Print the listing below in its entirety, character for character.

▬▬▬▬▬▬

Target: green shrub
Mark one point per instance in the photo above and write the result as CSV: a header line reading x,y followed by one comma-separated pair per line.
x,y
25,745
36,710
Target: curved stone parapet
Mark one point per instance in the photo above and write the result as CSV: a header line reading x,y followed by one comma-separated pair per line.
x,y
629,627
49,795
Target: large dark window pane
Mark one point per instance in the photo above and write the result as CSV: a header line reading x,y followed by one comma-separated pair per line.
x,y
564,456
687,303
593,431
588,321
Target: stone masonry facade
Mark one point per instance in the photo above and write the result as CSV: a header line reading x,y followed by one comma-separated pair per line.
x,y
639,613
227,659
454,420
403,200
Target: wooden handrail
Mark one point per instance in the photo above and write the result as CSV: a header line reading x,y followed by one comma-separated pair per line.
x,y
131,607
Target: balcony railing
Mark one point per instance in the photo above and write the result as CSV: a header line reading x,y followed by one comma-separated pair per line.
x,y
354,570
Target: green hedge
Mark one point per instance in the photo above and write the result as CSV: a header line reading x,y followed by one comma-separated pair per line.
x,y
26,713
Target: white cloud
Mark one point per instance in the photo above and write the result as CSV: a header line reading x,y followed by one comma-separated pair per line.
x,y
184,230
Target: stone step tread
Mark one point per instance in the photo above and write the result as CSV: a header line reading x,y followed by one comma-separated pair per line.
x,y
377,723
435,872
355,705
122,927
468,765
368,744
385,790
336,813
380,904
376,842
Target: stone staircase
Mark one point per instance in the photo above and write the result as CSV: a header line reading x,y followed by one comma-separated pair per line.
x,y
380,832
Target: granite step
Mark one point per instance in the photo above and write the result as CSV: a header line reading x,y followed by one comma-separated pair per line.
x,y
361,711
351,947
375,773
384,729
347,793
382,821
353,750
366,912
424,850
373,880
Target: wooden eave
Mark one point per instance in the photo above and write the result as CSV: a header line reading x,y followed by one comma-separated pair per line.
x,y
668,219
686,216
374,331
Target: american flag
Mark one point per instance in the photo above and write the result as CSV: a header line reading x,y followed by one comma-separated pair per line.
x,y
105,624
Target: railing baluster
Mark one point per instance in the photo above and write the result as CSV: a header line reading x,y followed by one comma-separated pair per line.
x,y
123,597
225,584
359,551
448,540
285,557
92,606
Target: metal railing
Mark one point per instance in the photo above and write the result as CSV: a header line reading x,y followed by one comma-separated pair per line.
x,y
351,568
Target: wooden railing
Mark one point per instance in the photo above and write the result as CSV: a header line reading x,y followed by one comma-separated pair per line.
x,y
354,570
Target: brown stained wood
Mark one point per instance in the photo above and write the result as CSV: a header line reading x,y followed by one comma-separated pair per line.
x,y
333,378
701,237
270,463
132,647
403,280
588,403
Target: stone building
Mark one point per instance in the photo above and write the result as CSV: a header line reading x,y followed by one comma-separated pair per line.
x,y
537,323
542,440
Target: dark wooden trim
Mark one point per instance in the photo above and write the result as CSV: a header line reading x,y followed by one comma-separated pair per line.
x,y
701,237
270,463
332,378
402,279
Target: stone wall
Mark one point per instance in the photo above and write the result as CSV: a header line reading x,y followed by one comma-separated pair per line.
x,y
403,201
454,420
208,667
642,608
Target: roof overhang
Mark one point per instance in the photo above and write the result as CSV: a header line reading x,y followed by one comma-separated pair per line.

▬▬▬▬▬▬

**EXPECTED ANSWER:**
Target: green shrub
Mark one point per instance in the photo above and write the result as CSV: a header line reading x,y followed by one comma-separated pair per line.
x,y
25,745
36,710
Target: curved stone parapet
Mark one point per instance in the photo above and write the result as CSV: a header line reading x,y followed by one comma-separated pair per line.
x,y
629,627
49,795
Target: large dark window pane
Mark one point per instance in the photo above and write the result as CSV: a header line reading x,y followed by one comma-separated pair per line.
x,y
564,456
687,303
593,431
588,321
Target: stone masonry facade
Mark one point per instance in the photo above and write the result as CSV: a header line reading x,y followed by one comma-separated pair per line.
x,y
639,613
227,659
454,420
403,200
Target: wooden handrail
Mark one point per instance in the photo above and write the result as CSV: a header line reading x,y followed by one comma-separated pair per line.
x,y
131,607
Target: balcony railing
Mark one point per instance in the photo above and write the result as CSV: a header line reading x,y followed by one comma-separated pair per line.
x,y
354,570
Target: green hedge
Mark one point per instance in the photo above and write the result as CSV: a header line reading x,y followed by one comma-separated pair per line.
x,y
26,713
Target: white cloud
Mark one point per instance in the photo above and write the result as CSV: a header line reading x,y followed by one comma-separated pair per line.
x,y
184,230
Target: stone step tread
Mark one point per instance in the photo above and write the result as CSV: a header line reading x,y followed by one comma-separated pair per line.
x,y
377,723
435,872
355,705
122,927
468,765
368,744
385,790
336,813
380,904
376,842
Target: stone staircase
Mark one point per instance in the photo above and write the result as CSV: a header line reading x,y followed by one comma-separated pair per line.
x,y
380,832
Target: granite step
Mark one point per instance in the photo above and write the result as CSV: a header line reading x,y followed by one comma-separated pair per line.
x,y
361,711
351,947
375,773
384,729
347,793
382,821
353,750
366,912
424,850
373,880
Target: wooden eave
Mark one point per instance in the photo above and write the result as CSV: a header line reading x,y followed by one comma-separated pair per line.
x,y
668,219
686,216
374,331
Target: american flag
Mark one point per instance in the photo above and write the result as CSV: a header line reading x,y followed by one comma-separated pair per line.
x,y
105,624
Target: railing baluster
Mark one point per instance in the photo above and write the result as CSV: a header line reading x,y followed by one comma-separated pair per line.
x,y
123,597
225,584
359,551
448,540
285,557
92,606
Target: metal railing
Mark one point per instance in the photo above and write the result as CSV: a header line reading x,y followed by one comma-separated pair per line.
x,y
351,568
Target: wooden railing
Mark one point per instance in the photo above and write the result as CSV: a header line reading x,y followed by one comma-separated pair per line.
x,y
354,570
Target: brown stained wood
Mark one point per instance in the photo above and write the result as CSV: a header line reading x,y followed by one comma-separated pair per line.
x,y
333,378
701,237
270,463
132,647
403,280
588,403
Target: stone building
Mark one point per instance in the photo above and write the result as CSV: a header line reading x,y followed by one comma-separated pair per line.
x,y
537,323
542,440
Target: dark wooden trim
Mark one point per instance in the photo above and write the result as CSV: a header line reading x,y followed by one comma-separated pair per line.
x,y
701,237
270,463
332,378
402,279
Target: stone wall
Mark one point per instance in the photo above and write the result as CSV: a header line reading x,y followed by one comma-separated pair per line.
x,y
403,201
454,420
208,667
642,608
Target: roof overhang
Mark one point per instance in the photo above and write the result as CSV: a header line reading x,y followed by one comma-separated pair per line.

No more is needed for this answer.